Records of labeled points:

____

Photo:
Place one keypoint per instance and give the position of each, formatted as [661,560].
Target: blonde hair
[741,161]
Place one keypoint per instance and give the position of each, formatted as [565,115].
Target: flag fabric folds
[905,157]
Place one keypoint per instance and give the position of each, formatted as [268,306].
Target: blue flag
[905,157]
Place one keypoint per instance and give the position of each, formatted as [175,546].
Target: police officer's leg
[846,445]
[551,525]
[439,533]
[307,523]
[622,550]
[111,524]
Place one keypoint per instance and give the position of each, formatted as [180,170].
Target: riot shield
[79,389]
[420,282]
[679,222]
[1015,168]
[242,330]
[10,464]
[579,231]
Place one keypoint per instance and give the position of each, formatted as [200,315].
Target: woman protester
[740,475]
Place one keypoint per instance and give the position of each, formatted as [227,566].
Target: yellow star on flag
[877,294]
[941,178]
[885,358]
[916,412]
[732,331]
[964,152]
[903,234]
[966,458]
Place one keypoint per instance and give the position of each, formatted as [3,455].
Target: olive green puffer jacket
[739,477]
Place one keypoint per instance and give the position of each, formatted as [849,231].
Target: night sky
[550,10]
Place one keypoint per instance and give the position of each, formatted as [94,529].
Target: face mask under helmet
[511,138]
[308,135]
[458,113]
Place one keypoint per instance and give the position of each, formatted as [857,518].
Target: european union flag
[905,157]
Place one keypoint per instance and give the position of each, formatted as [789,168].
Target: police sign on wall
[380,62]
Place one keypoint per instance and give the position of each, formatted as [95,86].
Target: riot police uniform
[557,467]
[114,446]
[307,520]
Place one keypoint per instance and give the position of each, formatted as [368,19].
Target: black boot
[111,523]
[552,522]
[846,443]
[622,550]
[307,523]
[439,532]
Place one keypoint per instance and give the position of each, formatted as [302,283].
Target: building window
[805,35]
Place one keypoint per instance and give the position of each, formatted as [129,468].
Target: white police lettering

____

### Requirements
In the listing above, find the line containing "formatted as [565,115]." and please quote exactly that line through the last one, and no other lines.

### Expected answer
Place one keypoint per instance and give the position of each, formatted as [565,115].
Target: flag fabric folds
[905,157]
Place one keypoint per instance and give the position of each, formatted as [268,306].
Target: blue flag
[905,157]
Place one keypoint per instance and give the position of each, formatted as [175,546].
Target: police officer's leg
[846,445]
[551,525]
[439,533]
[307,523]
[622,550]
[111,524]
Place one keypoint per instance and give the position of each, formatted as [180,170].
Target: riot shield
[79,389]
[420,282]
[679,222]
[1015,168]
[242,330]
[10,464]
[579,231]
Place one keypoint per instance and give the position of each, formatted as [200,315].
Target: woman protester
[740,475]
Place one keypoint per instance and give the position of each, formatted as [227,566].
Target: yellow star on flag
[877,294]
[941,178]
[885,358]
[916,412]
[732,331]
[964,152]
[903,234]
[966,458]
Place one keypoint per instance and give the position of each, formatted as [3,455].
Target: olive green puffer jacket
[739,477]
Place one keypoint per instance and give the position of each, formatted as [849,231].
Target: night sky
[550,10]
Place one keypoint per instance and give the position of each, formatted as [94,529].
Target: face mask under helmet
[511,138]
[308,135]
[458,113]
Place one keypoint per instance and give the position of each, formatted as [857,518].
Target: european union flag
[905,157]
Place one keypoint per instance and give the position of each, formatted as [789,168].
Target: police sign on wall
[380,62]
Place one keypoint per instance and give the position of each, formatted as [95,86].
Target: riot police uniform
[557,467]
[114,446]
[307,520]
Place one keypoint per instance and give the position of each, formatted as [368,19].
Target: black boot
[111,523]
[552,522]
[846,443]
[622,550]
[307,523]
[439,532]
Place one keypoint per instance and give the position of each, formatted as [302,283].
Target: building window
[805,35]
Place one keypoint per instance and give the position of each, formatted as [129,468].
Target: white police lettering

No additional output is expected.